- Problems:
A. Translate this sentence from the text on resonance into Spanish: "This picture neatly accounts for all the electrons in the C-C bonds and is often good enough for understanding and tracking the electrons and bonds in reaction mechanisms."
B. Copy without changes the part of the records that opens with the line containing "Where can you see the green shrub?" and closes with the last line of the records.

- Selected text:
····················

With the concept Resonance you can describe delocalized electrons in some molecules. To go with your example:

Ozone Resonance (source)

Imagine the ozone molecule to be frozen in one of those two states. Positive and negative charges are localized, which is generally connected to a higher energy, i.e. a more reactive species. This would be an extreme case for ozone - in reality those electrons will be delocalized all over the molecule. So, what is the reason that molecules with localized electrons/charges have a higher total energy and are, hence, less stable?

Maybe you remember the Particle in a box. I wont go into the quantum chemistry here, but one of the take-away-messages is, that the energy for particles in a infinite square well, which is a very rough approximation of the potential in which the outer electrons reside in, does decrease with $ L^{-2} $. $L$ is the size of the box in which the particle can exist. So, the more delocalized the electrons are, the less total energy in a system.

With this, to correct you question a little bit: Resonance is not the reason why molecules are more stable, it is a concept which describes the bonding in a molecule, in which electrons are delocalized, better than a single Lewis Structure.

I would like to have a feedback if this answer is somewhat understandable.

  • $\begingroup$ sorry for commenting on such an old post. Your explanation of why delocalization increases stability is quite intuitive, but why doesn't it occur in all molecules then? Why does it only occur for molecules with multiple equivalent lewis structures? $\endgroup$ Feb 9, 2021 at 19:00

Strictly speaking resonance doesn't stabilise molecules. This is because resonance is merely a descriptive way for chemists to extend simple pictures of bonding to molecules where the simplest model of bonding doesn't work. We observe that some molecules are more stable than the simple picture, or a different shape than the simple picture would suggest and we explain that difference by adding the idea of resonance.

The problem arises because, when we draw simple pictures of the bonding in molecules, we assume each bond consists of two shared electrons. So we draw benzene like this:

simple benzene bonding

This picture neatly accounts for all the electrons in the C-C bonds and is often good enough for understanding and tracking the electrons and bonds in reaction mechanisms. But the picture is clearly wrong as it doesn't match the known properties of benzene: in particular all the bonds in benzene are the same length. The stability of benzene is also understated compared to the (hypothetical) molecule with isolated double bond. The real reasons for this are pretty complex and involve all sorts of quantum-mechanical molecular orbital gobbledygook. But this is way too complex to be useful when drawing simple molecular pictures or describing reactions or bonding.

····················

- Object point labels:
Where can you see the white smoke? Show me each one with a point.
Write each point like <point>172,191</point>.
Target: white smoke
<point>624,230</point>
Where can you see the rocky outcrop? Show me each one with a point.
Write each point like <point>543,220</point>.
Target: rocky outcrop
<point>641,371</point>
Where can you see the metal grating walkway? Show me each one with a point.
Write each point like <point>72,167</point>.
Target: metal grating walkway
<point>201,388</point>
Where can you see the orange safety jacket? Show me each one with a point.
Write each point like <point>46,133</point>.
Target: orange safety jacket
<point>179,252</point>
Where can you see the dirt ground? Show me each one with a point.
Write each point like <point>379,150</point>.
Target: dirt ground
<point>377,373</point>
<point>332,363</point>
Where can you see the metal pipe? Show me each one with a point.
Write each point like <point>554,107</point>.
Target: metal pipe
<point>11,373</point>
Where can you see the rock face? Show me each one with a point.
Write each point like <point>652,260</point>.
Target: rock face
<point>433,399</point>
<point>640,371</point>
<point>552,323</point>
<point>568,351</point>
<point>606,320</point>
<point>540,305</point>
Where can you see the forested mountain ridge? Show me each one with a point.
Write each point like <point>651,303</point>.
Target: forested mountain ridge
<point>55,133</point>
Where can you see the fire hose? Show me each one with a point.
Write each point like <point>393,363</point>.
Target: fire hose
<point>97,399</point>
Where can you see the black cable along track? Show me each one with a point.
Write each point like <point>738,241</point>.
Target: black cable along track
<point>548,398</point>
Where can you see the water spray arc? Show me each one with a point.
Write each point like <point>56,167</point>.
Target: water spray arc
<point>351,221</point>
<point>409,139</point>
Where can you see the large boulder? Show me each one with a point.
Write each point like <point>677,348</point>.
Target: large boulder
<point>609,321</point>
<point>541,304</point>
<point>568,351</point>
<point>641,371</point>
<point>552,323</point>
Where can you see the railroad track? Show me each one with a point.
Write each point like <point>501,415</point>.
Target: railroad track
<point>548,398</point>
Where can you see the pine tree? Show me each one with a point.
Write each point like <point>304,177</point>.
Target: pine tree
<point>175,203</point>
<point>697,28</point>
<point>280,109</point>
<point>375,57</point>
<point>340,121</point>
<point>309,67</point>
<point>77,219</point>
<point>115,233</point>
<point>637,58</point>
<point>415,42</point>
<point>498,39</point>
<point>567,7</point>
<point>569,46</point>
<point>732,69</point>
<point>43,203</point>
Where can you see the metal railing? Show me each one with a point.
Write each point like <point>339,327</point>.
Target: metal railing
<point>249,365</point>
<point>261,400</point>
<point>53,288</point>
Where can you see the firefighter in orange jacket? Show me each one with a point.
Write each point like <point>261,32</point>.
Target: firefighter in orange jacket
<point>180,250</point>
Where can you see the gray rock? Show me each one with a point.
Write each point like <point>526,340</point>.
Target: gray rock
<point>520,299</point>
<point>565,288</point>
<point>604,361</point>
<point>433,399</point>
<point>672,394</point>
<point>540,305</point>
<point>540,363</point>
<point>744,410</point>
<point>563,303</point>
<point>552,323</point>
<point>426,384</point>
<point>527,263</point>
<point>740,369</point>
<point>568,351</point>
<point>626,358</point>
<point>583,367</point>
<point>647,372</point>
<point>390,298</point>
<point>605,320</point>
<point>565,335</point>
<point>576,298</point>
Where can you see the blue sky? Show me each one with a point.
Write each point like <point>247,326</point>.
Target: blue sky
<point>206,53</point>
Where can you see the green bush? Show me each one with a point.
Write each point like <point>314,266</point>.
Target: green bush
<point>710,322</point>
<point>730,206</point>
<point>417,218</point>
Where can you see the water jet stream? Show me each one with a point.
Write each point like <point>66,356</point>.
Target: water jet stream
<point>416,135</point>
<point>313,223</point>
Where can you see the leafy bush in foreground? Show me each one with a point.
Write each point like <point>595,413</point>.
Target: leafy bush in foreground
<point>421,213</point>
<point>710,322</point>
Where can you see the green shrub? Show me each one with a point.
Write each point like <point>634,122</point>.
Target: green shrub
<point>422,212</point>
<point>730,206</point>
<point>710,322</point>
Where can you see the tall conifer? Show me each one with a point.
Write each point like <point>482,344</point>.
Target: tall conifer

····················

- Written answers:
A. Esta representación explica de forma clara todos los electrones de los enlaces C-C y a menudo basta para comprender y seguir los electrones y los enlaces en los mecanismos de reacción.

B.
Where can you see the green shrub? Show me each one with a point.
Write each point like <point>634,122</point>.
Target: green shrub
<point>422,212</point>
<point>730,206</point>
<point>710,322</point>
Where can you see the tall conifer? Show me each one with a point.
Write each point like <point>482,344</point>.
Target: tall conifer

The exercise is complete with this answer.